**TASK INSTRUCTIONS**
Word-for-word transcription is needed for all of the entries.

**RECORDS TO USE**
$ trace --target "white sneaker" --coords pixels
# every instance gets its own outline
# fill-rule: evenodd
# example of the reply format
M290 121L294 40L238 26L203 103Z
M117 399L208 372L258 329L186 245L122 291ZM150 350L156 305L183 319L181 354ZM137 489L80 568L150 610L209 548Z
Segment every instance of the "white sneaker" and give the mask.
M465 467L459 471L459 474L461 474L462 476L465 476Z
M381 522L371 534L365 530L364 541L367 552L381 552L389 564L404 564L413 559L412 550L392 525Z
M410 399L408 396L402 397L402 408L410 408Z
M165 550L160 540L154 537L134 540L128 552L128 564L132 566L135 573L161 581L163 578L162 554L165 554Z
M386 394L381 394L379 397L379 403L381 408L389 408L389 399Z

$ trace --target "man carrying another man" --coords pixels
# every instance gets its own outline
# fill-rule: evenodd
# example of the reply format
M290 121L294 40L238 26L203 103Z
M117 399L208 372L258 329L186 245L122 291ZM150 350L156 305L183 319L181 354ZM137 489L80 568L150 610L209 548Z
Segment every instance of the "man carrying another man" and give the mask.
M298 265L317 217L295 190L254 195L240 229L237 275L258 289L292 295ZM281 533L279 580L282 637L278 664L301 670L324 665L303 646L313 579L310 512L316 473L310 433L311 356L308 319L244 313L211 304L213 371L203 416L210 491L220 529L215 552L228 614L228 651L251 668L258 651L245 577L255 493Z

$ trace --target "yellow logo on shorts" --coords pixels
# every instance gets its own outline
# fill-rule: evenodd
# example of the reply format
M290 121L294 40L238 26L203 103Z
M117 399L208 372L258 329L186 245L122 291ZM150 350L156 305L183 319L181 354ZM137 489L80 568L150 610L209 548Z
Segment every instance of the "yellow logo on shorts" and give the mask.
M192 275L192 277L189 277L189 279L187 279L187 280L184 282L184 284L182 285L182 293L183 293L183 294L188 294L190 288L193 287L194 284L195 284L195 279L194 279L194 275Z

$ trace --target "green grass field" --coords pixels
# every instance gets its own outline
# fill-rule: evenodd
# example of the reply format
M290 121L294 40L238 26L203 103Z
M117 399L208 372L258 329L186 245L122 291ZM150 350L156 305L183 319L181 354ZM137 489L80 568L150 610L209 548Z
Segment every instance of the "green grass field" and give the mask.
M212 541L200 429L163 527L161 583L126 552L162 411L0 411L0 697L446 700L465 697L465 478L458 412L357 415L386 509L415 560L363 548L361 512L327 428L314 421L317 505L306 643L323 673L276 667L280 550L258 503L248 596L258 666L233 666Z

**SOLUTION FOR THIS EXERCISE**
$ trace --target "white sneaker" --coords pixels
# every instance gets its own outline
# fill-rule: evenodd
# example of the reply format
M290 121L294 40L238 26L203 103Z
M117 399L208 372L258 329L186 245L122 291ZM150 350L156 305L183 319L181 354ZM137 489L80 568L150 610L209 548Z
Segment every instance of the "white sneaker" and give the mask.
M465 467L459 471L459 474L461 474L462 476L465 476Z
M381 522L371 534L365 530L364 541L367 552L381 552L389 564L404 564L413 559L412 550L392 525Z
M410 399L408 396L402 397L402 408L410 408Z
M165 550L160 540L154 537L134 540L128 552L128 564L132 566L135 573L161 581L163 578L162 554L165 554Z
M386 394L381 394L379 397L379 403L381 408L389 408L389 399Z

$ trace --target "man carrying another man" --coords pixels
# every instance gets its own outline
# fill-rule: evenodd
# example of the reply format
M290 121L294 40L238 26L203 103Z
M117 399L208 372L258 329L186 245L122 291ZM150 350L156 305L183 319L181 354ZM137 489L80 568L150 610L209 548Z
Segment every instance of the "man carrying another man" and give the mask.
M298 265L317 217L295 190L254 195L240 229L237 275L258 289L292 295ZM281 533L279 580L282 637L278 664L301 670L324 665L303 646L313 579L310 512L316 473L310 433L311 356L308 319L244 313L211 304L213 371L203 416L210 491L220 529L215 552L228 614L228 651L251 668L258 651L245 577L255 493Z

$ trace --target "yellow logo on shorts" --coords pixels
# every instance gets its own outline
# fill-rule: evenodd
# example of the reply format
M290 121L294 40L238 26L203 103Z
M117 399L208 372L258 329L186 245L122 291ZM150 350L156 305L183 319L181 354ZM137 489L80 568L150 610L209 548Z
Segment every instance of the "yellow logo on shorts" and give the mask.
M192 275L192 277L189 277L189 279L187 279L187 280L184 282L184 284L182 285L182 293L183 293L183 294L188 294L190 288L193 287L194 284L195 284L195 279L194 279L194 275Z

$ trace --target "green grass field" --coords pixels
# every instance gets its own outline
# fill-rule: evenodd
# example of the reply format
M290 121L294 40L238 26L203 103Z
M117 399L208 372L258 329L186 245L122 291ZM150 350L156 305L183 319L181 354ZM137 489L80 568L150 610L209 548Z
Segment every instance of the "green grass field" and give the mask.
M212 541L200 429L163 527L161 583L126 552L162 411L0 411L0 697L446 700L465 697L465 478L458 412L357 415L386 509L415 560L363 548L361 512L327 428L314 421L317 505L306 643L323 673L276 667L280 550L258 503L248 596L258 666L233 666Z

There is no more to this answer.